***** Document segment

Philippe le Billon describes initiatives to improve natural resource governance. Diamonds, timber, rubber and iron-ore played significant roles in wars in Liberia and Sierra Leone. Formalising extractive sectors can help reduce links with violence: providing that revenues are well managed and conflicts with local communities are prevented. Liberia and Sierra Leone have experienced some of the earliest and most direct forms of governance intervention, and both governments have committed to greater resource revenue transparency through the Extractive Industries Transparency Initiative (EITI).

Formalising extractive sectors in Liberia and Sierra Leone should reduce the contribution of resources to future conflicts – that is, if revenues are well managed and conflicts with local communities are prevented in a fair and effective manner.

Philippe le Billon

 

The role of resources in Liberian and Sierra Leonean conflicts

Resources played a significant – although often overinflated – role in the Liberian and Sierra Leonean conflicts. Not only did resources such as diamonds, timber, rubber or iron ore provide belligerents with the bulk of their finances (conflict resources), but they also provoked numerous conflicts between resource companies and local communities (resource conflicts). The long-term mismanagement of resources both reflected and contributed to weak governance and prevailing poverty that set the stage for hostilities (resource curse).

**********

**Stated problem 1:** Count the lines in the rows below that contain the string "Query", treating case as significant, and reply with the number alone.

***** Given records

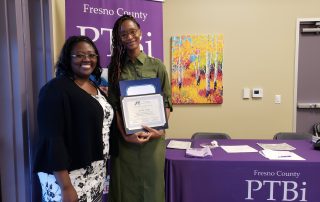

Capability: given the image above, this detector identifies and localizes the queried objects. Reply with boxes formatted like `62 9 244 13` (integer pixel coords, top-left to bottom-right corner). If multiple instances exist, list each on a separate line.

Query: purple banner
65 0 163 67
165 139 320 202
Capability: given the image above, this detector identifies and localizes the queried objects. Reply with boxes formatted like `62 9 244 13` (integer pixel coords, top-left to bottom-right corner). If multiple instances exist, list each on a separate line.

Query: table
165 140 320 202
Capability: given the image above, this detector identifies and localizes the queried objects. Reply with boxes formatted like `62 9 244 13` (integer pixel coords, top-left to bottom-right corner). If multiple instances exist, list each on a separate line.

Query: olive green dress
108 52 172 202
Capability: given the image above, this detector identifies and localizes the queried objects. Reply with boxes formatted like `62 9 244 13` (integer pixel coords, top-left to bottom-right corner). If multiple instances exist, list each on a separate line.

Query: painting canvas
171 34 224 104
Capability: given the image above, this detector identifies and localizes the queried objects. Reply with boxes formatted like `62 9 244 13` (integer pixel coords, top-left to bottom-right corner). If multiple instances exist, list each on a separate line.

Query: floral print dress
38 91 114 202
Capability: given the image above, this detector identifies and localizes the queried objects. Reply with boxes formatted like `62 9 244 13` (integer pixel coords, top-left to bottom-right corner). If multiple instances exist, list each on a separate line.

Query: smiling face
119 20 141 52
70 42 98 79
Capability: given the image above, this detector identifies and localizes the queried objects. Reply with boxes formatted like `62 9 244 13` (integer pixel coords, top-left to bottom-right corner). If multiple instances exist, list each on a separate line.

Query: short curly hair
56 36 102 82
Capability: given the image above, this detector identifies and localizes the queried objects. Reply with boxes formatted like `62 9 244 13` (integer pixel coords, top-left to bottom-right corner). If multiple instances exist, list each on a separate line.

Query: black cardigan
34 76 118 173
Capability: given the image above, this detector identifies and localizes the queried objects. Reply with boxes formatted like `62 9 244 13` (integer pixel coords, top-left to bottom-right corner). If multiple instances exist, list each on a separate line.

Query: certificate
121 94 168 134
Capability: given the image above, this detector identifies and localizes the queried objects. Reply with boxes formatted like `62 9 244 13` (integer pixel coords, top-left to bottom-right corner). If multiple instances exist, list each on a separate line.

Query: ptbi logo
245 180 307 201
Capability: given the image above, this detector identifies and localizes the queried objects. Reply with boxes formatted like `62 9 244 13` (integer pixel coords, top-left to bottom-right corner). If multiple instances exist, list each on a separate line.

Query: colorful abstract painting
171 34 224 104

**********

**Stated problem 2:** Continue the passage above on resources in the Liberian and Sierra Leonean conflicts, picking up right after its final sentence.

**Exercise answer 1:** 11

**Exercise answer 2:**
Efforts to improve natural resource governance in both Liberia and Sierra Leone have been comparatively thorough in global terms. Given their relatively small size, limited financial autonomy, and the background of their new leaders (both former international agency staff), Liberia and Sierra Leone have been perceived – at least internationally – as ‘manageable’ and ‘open’ for resource-directed interventions. This contrasts with Angola, Colombia, and the Democratic Republic of the Congo (DRC), three other countries in which resources also have played a major role in conflict, but where interventions have been more limited by political, logistical or financial factors. The Liberian and Sierra Leonean resource sectors have come to experience the whole gamut of recent interventions.
 

Military intervention

The first interventions to control natural resource exploitation were military. In Liberia, West African regional peacekeeping forces (ECOMOG – 1990–99) set up a military blockade to assume control of Charles Taylor’s main port in Buchanan in April 1993, from which his National Patriotic Front of Liberia (NPFL) had imported arms and exported timber, rubber and iron ore. In Sierra Leone, President Kabbah’s government procured the mercenary forces of South African private security company Executive Outcomes, in the mid-1990s to secure the major diamond mines in Kono district.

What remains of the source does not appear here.